*Passage*.
*** Begin section ***

Hello,
I have compared 1370 genes which are obtained from chip seq analysis and 652 number of genes which are differentially regulated genes obtained by analyzing affymetrix 430.2.0 mouse array. When i intersect list both these lists of genes i got 37 genes common.
Now i would like to calculate what is the significance of this over lap. I was thinking to use phyper in R but this requires total number of genes here i am confused which number to give . Should i give total number of probes from affymetrix chip or should i give whole mouse genome number from chip seq data..
One more question can anybody suggest some ways how exactly to perfom this significance test in R.
Thanks,
Sai
Sorry for the big letters... I don't know why they look like that...
I think that whatever the results of a hypergeometric test might be in this case, a lot of caution should be advised in interpreting that result.

*** End section ***

*Material provided*.
*** Begin section ***

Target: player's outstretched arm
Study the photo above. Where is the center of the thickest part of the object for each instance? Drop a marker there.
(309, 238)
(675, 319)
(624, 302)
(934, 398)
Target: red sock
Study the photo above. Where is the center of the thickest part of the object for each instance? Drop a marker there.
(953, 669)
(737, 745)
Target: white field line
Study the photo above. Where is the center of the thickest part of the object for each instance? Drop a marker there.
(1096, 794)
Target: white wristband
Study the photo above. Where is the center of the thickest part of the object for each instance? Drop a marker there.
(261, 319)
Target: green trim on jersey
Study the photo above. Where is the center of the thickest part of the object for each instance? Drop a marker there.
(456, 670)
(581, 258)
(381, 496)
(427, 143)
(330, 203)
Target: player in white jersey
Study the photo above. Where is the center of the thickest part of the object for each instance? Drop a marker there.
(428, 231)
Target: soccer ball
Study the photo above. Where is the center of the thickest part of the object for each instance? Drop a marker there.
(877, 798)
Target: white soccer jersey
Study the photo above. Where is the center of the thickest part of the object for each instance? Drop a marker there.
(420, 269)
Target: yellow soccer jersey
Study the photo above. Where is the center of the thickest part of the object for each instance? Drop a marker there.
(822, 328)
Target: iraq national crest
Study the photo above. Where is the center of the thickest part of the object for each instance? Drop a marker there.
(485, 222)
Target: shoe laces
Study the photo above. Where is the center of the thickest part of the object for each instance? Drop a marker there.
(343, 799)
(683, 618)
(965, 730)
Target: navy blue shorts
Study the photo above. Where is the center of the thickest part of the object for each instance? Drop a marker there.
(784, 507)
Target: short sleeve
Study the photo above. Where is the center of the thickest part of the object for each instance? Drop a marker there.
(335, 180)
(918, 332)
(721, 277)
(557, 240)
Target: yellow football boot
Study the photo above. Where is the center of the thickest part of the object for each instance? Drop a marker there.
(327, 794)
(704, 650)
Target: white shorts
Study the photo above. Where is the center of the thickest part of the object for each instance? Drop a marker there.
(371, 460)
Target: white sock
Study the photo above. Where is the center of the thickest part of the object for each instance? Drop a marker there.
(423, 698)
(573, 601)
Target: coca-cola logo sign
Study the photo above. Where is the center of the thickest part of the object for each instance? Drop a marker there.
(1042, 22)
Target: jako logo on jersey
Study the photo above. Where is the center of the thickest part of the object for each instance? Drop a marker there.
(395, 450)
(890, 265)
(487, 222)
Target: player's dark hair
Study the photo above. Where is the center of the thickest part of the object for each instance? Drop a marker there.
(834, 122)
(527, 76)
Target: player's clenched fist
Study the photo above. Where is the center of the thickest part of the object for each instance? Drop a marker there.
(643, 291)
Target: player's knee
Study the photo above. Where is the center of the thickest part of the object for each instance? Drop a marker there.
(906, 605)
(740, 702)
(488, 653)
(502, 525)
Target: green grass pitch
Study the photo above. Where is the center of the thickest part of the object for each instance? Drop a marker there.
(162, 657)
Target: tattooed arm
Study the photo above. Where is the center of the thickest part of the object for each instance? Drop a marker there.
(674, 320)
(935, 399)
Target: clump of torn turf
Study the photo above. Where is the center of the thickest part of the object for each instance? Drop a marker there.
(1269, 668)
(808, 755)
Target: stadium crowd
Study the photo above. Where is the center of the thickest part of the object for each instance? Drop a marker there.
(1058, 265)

*** End section ***
*** Begin section ***

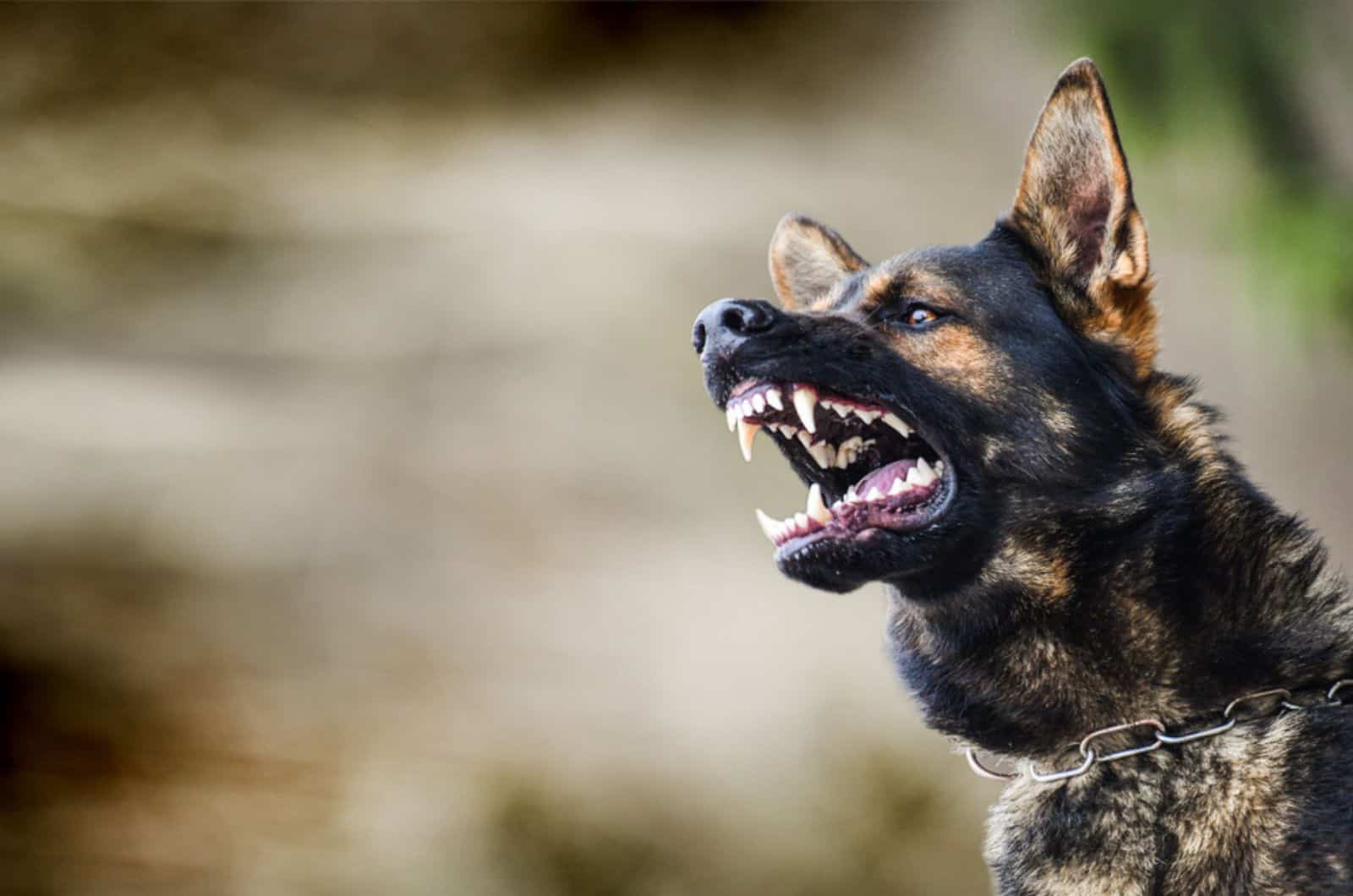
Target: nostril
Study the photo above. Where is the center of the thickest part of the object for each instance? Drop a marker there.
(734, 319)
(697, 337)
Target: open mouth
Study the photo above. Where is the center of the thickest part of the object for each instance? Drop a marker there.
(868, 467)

*** End section ***

*Questions on the material*.
- a) Switch "phyper" to "fisher.test" in the gene overlap thread, and write out everything from "Now i would" down to "look like that...".
- b) Pick up the gene overlap thread after its last line and continue it.

*Written responses*.
- a)
Now i would like to calculate what is the significance of this over lap. I was thinking to use fisher.test in R but this requires total number of genes here i am confused which number to give . Should i give total number of probes from affymetrix chip or should i give whole mouse genome number from chip seq data..
One more question can anybody suggest some ways how exactly to perfom this significance test in R.
Thanks,
Sai
Sorry for the big letters... I don't know why they look like that...

- b)
it is well-known that Chip-Seq, RNA-seq and other NGS based assays of the epigenome and transcriptome measure a lot of correlated outcomes (e.g. shared epigenetic programs affecting many genes).
It is very conceivable that in an example like the one you describe, it could be a much smaller number of factors that lead you to detect 37 genes in the overlap bin. If this is the case, using a test like the hypergeometric would be anti-conservative, and a lot of readers and reviewers might distrust the result for that reason.